*Aufgabe 1*. Suche alle Zeilen der Auflistung heraus, in denen die Zeichenfolge „feathers“ vorkommt, und gib sie vollständig wieder. Achte dabei auf Groß- und Kleinschreibung.

*Textauszug*.
# # # # #
Unterdessen wartet Hagen Roßmann an der Futteranlage. Mit einer Suppe aus Getreide, Mais, Soja, Rapsschrot, Mineralstoffen, einer Vitaminvormischung, flüssigen Eiweißkomponenten sowie Kartoffelschälabfällen werden die Schweine täglich 13-mal gefüttert. Die Suppe wird automatisch von der Futteranlage zu den Trögen befördert. Ein Sensor am Trog misst, ob Nachschub notwendig ist. Morgens um 5 Uhr gibt es Frühstück, abends um 21.30 Uhr beginnt die Nachtruhe. Schweine sind Gewohnheitstiere, brauchen einen regelmäßigen Tagesablauf. Zwischen vier und zwölf Liter schlürfen die Schweine täglich von der nahrhaften Suppe. Je nachdem wie lange sie bereits im Stall sind und wie viel sie mittlerweile wiegen.
# # # # #
*Vorliegendes Material*.

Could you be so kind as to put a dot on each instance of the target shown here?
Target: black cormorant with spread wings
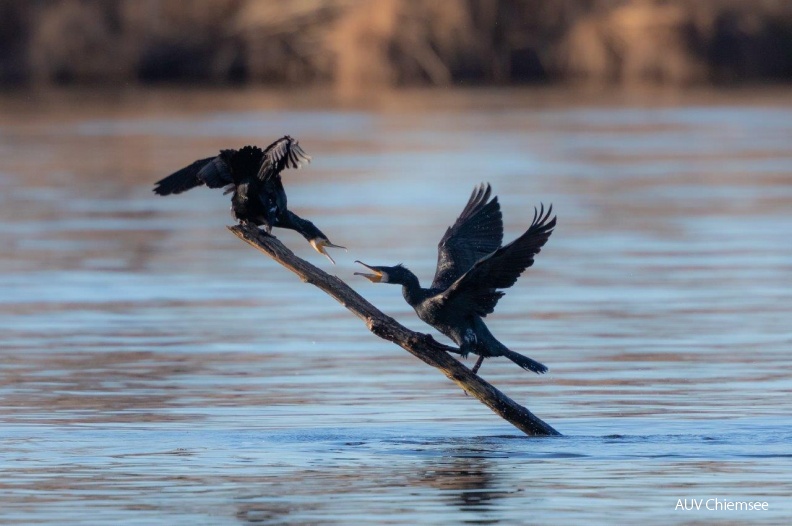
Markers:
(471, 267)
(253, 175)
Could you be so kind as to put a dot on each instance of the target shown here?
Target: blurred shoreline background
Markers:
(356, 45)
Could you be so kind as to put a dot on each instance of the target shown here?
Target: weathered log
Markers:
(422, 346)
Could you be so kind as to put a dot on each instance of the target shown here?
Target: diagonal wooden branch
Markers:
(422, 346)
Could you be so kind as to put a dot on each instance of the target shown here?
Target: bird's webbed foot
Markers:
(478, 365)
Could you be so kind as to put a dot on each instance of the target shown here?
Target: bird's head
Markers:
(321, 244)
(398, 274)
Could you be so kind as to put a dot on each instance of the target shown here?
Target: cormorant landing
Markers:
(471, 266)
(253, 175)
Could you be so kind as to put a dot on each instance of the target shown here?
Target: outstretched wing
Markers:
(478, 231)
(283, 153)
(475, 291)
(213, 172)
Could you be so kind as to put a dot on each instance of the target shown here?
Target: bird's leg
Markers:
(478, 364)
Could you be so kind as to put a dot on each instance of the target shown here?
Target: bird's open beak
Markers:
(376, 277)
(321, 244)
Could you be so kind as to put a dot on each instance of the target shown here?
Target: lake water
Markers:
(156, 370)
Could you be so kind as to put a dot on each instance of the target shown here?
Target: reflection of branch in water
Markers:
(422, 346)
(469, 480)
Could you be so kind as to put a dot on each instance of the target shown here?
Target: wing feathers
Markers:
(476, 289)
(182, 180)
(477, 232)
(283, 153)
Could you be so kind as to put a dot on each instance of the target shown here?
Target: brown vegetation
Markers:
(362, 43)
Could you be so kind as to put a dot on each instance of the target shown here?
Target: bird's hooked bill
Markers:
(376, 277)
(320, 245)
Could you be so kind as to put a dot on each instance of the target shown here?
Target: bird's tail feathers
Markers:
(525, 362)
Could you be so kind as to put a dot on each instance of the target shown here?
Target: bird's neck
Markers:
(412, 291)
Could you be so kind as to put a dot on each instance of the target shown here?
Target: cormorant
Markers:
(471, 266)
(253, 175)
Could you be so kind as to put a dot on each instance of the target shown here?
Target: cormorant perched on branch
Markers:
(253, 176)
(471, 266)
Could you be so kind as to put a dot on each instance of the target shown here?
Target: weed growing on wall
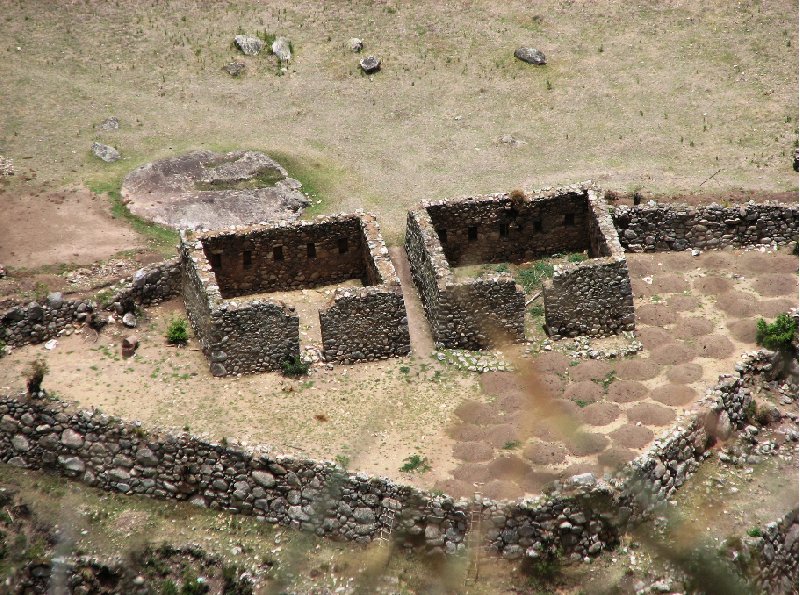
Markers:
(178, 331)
# # # # #
*Aufgabe 2*. Wiederhole wortgetreu den Abschnitt aus dem Text über die Schweinefütterung zwischen „Unterdessen wartet Hagen“ und „sie mittlerweile wiegen.“, beide einschließlich.

*Ergebnis 1*.
Target: wing feathers
Target: bird's tail feathers

*Ergebnis 2*.
Unterdessen wartet Hagen Roßmann an der Futteranlage. Mit einer Suppe aus Getreide, Mais, Soja, Rapsschrot, Mineralstoffen, einer Vitaminvormischung, flüssigen Eiweißkomponenten sowie Kartoffelschälabfällen werden die Schweine täglich 13-mal gefüttert. Die Suppe wird automatisch von der Futteranlage zu den Trögen befördert. Ein Sensor am Trog misst, ob Nachschub notwendig ist. Morgens um 5 Uhr gibt es Frühstück, abends um 21.30 Uhr beginnt die Nachtruhe. Schweine sind Gewohnheitstiere, brauchen einen regelmäßigen Tagesablauf. Zwischen vier und zwölf Liter schlürfen die Schweine täglich von der nahrhaften Suppe. Je nachdem wie lange sie bereits im Stall sind und wie viel sie mittlerweile wiegen.